Page text:
-- start --

By Ambarish Ray Aug. 29, 2016
The early ’90s for me was a period of deep turmoil and inner searching. MJ’s songs, MJ’s moves, and MJ’s mistakes made me look deeper than the obvious.
Do you fondle children?
Have you been called the most successful entertainer of all time?
Did you win 13 Grammy Awards?
Do you fondle children?
Have you supported more charities than any other entertainer, living or dead?
Do you fondle children?
First things first, I do not fondle children. I once traced the contours of a fully grown-up Gabriela Sabatini poster with honourable schoolboy fingers, but I think the jury will let that pass. So I shall consider myself capable and worthy of writing about the one man who contributed the most number of seismic shifts in my life, as I was growing up.
Michael Jackson was a black man screeching he is “Bad” when I first encountered him. A rainy, economically conservative Calcutta evening saw me fingering (sorry, browsing through) the cheaper cassettes in a derelict “music-cum-fancy” shop, when I suddenly came across a curly haired, pretty-looking dark-brown cutlet wearing heavy black-fitted jazz and staring down any Bengali boy with a fumbling grip on the language with a stare so smouldering, it could have easily poached a Bhetki. His claim to the game? Nothing more than a simple, one-worded declaration – BAD.
It was stirring at first sight. I got the Bad boy home and played both his sides on my dad’s SONY two-in-one until neither he nor I could look anyone else directly in the eye. It was something.

-- end --

Short problem 1:
In the Michael Jackson piece, rewrite the part that opens with the words containing "By Ambarish Ray" and closes with "living or dead?", swapping "entertainer" for "performer".
Short problem 2:
Answer these questions from the Michael Jackson piece:
(a) In what city was the shop where the writer came across the cassette?
(b) How many Grammy Awards does the piece mention?
(c) What brand was the two-in-one the writer used to play the cassette?

Supplied records:
-- start --

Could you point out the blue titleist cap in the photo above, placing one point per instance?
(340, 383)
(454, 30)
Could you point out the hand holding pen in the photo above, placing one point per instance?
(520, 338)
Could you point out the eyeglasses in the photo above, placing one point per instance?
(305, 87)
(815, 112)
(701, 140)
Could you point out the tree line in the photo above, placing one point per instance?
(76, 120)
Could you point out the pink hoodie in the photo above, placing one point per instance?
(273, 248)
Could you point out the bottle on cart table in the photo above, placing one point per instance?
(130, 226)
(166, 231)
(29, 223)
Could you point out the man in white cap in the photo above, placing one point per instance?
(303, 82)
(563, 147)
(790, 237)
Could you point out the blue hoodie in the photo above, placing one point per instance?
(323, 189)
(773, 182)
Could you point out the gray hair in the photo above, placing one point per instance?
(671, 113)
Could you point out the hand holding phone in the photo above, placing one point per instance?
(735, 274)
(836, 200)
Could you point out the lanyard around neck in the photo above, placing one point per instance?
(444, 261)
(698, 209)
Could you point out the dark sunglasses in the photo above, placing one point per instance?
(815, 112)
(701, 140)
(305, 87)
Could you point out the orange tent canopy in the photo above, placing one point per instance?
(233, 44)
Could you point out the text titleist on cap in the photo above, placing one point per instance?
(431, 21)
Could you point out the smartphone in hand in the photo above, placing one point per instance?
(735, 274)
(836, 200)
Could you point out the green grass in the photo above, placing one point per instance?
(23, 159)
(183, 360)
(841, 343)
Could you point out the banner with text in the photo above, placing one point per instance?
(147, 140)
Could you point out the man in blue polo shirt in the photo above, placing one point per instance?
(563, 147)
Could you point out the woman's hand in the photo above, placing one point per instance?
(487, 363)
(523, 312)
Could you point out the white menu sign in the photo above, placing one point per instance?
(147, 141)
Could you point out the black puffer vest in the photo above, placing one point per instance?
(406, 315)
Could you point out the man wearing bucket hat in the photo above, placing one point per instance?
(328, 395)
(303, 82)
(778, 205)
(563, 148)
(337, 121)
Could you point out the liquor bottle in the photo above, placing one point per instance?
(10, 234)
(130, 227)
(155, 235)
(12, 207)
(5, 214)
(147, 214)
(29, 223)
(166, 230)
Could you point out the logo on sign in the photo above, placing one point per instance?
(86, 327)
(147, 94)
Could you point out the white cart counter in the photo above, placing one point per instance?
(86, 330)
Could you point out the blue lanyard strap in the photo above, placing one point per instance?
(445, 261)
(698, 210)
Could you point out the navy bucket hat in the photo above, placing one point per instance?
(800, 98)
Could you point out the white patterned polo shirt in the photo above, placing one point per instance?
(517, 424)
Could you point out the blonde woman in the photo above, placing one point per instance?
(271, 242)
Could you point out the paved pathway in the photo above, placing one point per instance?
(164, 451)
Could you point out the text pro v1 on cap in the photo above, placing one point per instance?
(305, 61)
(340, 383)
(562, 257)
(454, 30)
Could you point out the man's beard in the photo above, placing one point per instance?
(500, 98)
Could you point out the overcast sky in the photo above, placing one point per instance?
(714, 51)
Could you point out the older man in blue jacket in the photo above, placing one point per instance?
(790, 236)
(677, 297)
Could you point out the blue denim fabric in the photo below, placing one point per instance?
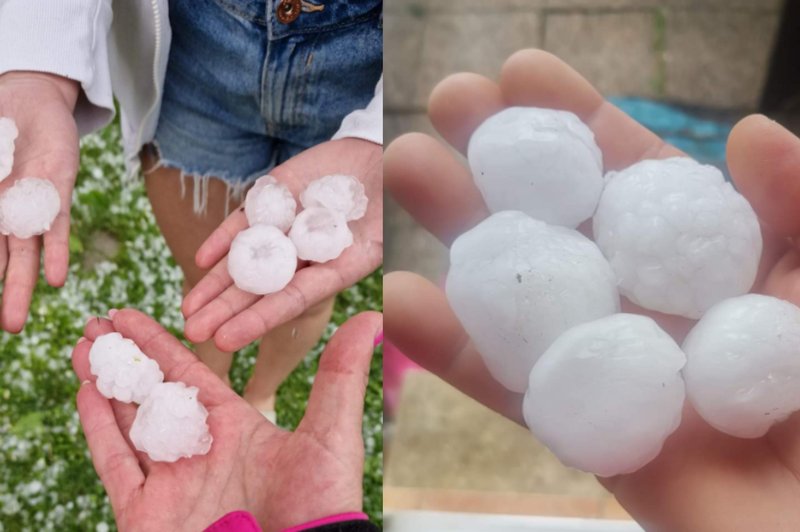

-- end --

Task response 1:
By Ambarish Ray Aug. 29, 2016
The early ’90s for me was a period of deep turmoil and inner searching. MJ’s songs, MJ’s moves, and MJ’s mistakes made me look deeper than the obvious.
Do you fondle children?
Have you been called the most successful performer of all time?
Did you win 13 Grammy Awards?
Do you fondle children?
Have you supported more charities than any other performer, living or dead?

Task response 2:
(a) Calcutta
(b) 13
(c) SONY